List each line of the listing below that contains the string "location".

_Box annotation data, in rows_
* * *

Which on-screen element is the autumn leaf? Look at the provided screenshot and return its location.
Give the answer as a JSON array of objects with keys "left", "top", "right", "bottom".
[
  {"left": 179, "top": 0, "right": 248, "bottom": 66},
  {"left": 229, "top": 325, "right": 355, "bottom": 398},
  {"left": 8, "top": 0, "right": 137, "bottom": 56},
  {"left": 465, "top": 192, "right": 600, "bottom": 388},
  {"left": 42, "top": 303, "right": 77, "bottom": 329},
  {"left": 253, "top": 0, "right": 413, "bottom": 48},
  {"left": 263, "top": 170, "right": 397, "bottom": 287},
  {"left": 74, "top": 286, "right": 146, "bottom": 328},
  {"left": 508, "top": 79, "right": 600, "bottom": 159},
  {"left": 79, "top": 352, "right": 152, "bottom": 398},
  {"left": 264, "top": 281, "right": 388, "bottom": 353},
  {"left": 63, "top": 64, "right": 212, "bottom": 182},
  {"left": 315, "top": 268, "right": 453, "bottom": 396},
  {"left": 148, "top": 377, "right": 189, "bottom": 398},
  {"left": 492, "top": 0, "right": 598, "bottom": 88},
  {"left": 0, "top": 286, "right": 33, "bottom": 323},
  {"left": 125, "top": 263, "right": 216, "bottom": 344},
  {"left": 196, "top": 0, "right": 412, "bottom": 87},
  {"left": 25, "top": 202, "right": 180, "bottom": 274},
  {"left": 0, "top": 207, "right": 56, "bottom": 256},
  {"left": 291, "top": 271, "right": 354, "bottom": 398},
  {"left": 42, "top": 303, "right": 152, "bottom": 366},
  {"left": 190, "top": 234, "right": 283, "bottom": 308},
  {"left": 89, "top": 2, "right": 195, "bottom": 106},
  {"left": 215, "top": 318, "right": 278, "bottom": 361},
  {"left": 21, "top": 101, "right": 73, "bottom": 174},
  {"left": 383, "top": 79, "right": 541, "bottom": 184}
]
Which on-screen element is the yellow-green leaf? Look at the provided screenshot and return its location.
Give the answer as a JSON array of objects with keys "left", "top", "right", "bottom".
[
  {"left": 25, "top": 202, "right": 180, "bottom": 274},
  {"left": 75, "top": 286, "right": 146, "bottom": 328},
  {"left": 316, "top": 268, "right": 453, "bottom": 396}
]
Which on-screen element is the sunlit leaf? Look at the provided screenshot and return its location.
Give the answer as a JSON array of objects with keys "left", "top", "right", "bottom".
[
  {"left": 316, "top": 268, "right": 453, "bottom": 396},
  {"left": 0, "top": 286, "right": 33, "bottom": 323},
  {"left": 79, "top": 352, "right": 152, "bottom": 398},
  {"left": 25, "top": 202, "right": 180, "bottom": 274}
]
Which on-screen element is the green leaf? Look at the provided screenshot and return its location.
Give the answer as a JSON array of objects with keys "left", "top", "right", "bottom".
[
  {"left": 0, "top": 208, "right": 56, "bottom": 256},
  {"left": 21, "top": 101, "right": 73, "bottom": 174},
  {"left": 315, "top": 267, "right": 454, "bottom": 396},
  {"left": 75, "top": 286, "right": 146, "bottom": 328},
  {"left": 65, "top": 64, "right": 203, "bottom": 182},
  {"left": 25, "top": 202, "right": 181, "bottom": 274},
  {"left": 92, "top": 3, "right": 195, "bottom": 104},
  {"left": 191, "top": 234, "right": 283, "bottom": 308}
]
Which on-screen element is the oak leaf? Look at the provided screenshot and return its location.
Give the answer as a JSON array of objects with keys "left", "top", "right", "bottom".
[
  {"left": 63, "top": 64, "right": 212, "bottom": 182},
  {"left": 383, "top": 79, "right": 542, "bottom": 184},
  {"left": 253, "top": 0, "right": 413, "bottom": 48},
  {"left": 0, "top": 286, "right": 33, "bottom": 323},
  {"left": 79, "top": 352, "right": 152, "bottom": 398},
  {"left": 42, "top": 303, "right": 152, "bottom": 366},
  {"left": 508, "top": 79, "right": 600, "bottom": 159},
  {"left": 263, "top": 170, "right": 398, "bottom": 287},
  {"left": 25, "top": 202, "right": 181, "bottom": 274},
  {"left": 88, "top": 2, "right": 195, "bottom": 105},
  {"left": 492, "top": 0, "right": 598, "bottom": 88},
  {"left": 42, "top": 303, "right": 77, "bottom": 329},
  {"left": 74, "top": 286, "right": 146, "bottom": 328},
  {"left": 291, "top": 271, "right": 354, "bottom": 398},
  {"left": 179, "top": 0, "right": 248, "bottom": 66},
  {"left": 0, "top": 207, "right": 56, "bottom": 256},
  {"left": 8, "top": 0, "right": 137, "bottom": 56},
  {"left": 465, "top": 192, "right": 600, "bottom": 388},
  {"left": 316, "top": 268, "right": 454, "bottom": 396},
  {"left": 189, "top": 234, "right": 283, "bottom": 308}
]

* * *

_THE SOLUTION_
Which on-screen element is the autumn leaf? Look at the provided screenshot and return its location.
Which on-screen element is the yellow-green leaf? Look at the provided screenshot and return its location.
Which on-screen element is the sunlit leaf? Look at the provided screenshot and return its location.
Which on-screen element is the green leaf? Look at the provided screenshot and return its location.
Which on-screen element is the oak leaf? Look at the provided screenshot and return its location.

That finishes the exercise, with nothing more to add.